**SOURCE DOCUMENT:**
- - -

No its not Korea you are quite right! If it were we wouldn't have spent Christmas without dad / hubby for the first time ever!!! He would be building ships up in Navantia with the prospect of more & he would have gotten Christmas off!
My focus on this discussion was not to ever say Spain should or could be like Korea, although that is my most recent point of comparison not the UK.
My points were more about work ethic and the willingness to go where the jobs are. 
& like I said we came here on work contract for a shipbuilding project which has still to come fruition.


----------



## maxd (Mar 22, 2009)

mrypg9 said:


> Have just looked into 'Armstrong '...run by one Martin Armstrong, ex-convict, sentenced for fraud, described as a flake, narcissist and fascist.
> Not held in high esteem by serious economists.


Quite fascinating what happened to him. He was kept in prison for 9 years for contempt of court. The USA's longest every kept political prisoner if you like. Some say he is the greatest economic analyst that has ever lived. His predictions for economic collapses have proved right time and time again. BTW he predicts the next big one in 2015.

No doubt he loves the attention and some say he is a crazy but for me his past performance speaks volumes about his economic confidence model soundness.

Check it out.

https://www.google.com/search?q=mar...=martin armstrong political prisoner&safe=off


----------



## Chopera (Apr 22, 2013)

mrypg9 said:


> There is some truth in that...However, low wages mean that workers have very little money left over to buy non-essentials. Low spending power means less money changing hands for goods over counters. That means lower profits and consequently lower tax revenue.
> If wages are too low then, as people require food, warmth, shelter as well as other essentials, these wages will somehow need to be topped up. In the UK it's via tax credits which is a subsidy to employers. In Spain I suspect it's largely via the black economy which means that the government and legitimate employers lose out.
> Since 1945, UK workers have had employment rights undreamed of before the War. Paid holidays, the Minimum Wage, maternity rights, paid sick leave...doom and gloom forecast by some employers when these and other rights were introduced. They did not lead to the economic disaster some predicted.
> What has brought economic disaster and forced down wages is globalisation. Open markets, free movement of people and capital...these are the culprits.
> And they weren't the product of some loony left or trade union-inspired conspiracy....


I'm not arguing for low wages (I think the minimum wage is a good idea) I just want companies to be able to hire someone to do a job for as long as that job lasts without having to subsequently pay them to stop work afterwards. Similarly I want people to have more freedom to change job and not be tied down to the same job for most of their working lives because changing jobs would mean losing lots of accrued benefits.

- - -

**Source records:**
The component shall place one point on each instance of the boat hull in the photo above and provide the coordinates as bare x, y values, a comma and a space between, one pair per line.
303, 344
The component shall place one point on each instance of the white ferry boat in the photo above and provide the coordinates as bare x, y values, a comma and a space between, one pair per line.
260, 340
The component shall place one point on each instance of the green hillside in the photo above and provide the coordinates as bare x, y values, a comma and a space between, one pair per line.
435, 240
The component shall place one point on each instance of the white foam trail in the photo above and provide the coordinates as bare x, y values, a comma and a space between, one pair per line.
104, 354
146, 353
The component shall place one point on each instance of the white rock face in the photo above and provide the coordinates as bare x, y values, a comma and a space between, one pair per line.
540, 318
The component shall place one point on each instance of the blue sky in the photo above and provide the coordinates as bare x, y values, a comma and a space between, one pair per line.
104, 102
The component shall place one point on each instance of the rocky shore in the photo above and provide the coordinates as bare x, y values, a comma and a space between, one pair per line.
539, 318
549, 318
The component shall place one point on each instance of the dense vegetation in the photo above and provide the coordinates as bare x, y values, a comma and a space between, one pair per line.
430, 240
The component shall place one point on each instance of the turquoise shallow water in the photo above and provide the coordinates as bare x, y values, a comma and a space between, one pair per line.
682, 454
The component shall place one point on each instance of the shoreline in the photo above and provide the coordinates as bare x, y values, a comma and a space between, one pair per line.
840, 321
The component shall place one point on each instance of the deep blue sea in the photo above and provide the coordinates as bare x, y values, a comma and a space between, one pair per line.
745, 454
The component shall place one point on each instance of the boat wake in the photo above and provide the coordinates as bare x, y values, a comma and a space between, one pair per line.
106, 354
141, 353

- - -

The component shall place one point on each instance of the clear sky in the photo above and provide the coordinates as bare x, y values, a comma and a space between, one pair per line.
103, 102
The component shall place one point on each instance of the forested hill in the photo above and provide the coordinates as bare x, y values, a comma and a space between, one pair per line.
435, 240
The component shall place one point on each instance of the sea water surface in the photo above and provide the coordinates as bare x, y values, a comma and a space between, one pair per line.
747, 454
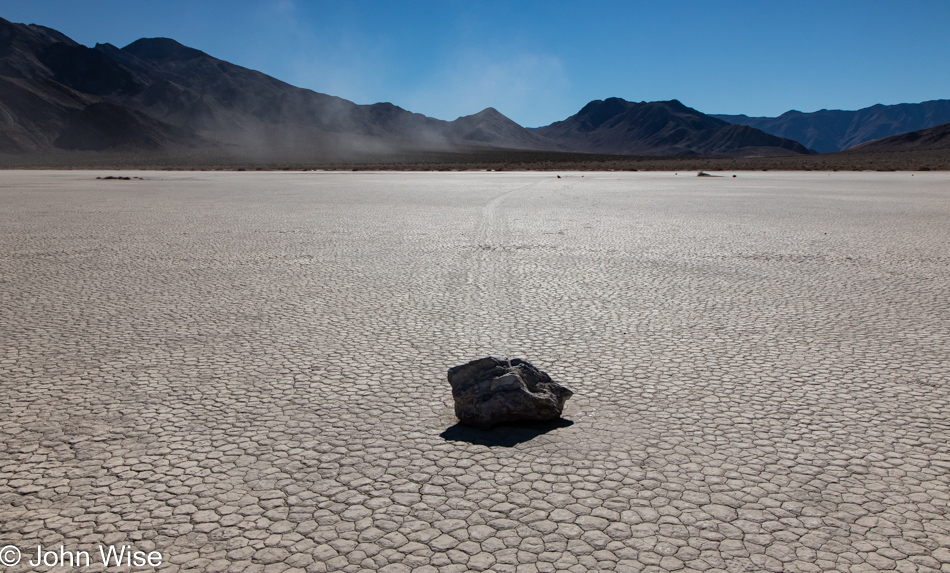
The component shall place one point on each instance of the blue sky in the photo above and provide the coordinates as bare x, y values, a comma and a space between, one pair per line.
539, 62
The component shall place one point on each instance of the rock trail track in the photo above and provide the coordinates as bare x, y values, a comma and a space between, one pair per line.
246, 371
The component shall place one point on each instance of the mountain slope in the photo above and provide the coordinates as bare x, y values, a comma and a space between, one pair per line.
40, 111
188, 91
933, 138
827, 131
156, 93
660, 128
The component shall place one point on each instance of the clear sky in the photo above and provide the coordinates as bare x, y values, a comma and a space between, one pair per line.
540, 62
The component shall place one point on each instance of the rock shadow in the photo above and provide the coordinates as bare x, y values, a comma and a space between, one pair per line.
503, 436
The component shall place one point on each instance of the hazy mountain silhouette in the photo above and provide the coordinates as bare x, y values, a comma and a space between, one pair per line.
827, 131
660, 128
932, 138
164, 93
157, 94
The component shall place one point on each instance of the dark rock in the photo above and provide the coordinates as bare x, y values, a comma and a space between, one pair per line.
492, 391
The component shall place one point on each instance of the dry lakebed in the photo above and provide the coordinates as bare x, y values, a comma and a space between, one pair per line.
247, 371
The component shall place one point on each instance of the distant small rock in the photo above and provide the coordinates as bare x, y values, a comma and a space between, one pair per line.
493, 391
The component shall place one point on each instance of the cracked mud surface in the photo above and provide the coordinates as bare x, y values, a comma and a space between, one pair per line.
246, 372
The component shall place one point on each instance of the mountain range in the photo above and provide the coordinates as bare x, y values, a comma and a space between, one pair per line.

- - -

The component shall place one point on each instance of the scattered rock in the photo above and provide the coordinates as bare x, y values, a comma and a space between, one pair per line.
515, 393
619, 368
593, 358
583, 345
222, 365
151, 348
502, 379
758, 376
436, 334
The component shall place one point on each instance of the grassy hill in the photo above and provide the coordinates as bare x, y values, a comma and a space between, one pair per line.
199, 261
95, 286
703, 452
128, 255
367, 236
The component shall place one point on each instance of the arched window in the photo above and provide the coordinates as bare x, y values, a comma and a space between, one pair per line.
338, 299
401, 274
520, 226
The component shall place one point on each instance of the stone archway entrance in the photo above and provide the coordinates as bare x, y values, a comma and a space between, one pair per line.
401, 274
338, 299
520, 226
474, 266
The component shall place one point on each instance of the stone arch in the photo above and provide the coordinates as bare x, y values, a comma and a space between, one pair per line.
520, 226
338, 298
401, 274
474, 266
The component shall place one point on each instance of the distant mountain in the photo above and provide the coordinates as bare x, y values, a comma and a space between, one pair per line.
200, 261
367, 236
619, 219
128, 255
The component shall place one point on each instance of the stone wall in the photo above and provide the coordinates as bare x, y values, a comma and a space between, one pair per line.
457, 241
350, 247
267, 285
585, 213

- - -

**EXERCISE PROMPT:**
In the forum thread, why does the quoted post beginning "There is some truth in that" say that low wages lead to lower tax revenue? Answer in one to three sentences. You won't need the items to do what's asked.

**WRITTEN ANSWER:**
Low wages leave workers with very little money for non-essentials, so less money changes hands over counters. That means lower profits and, as a result, lower tax revenue.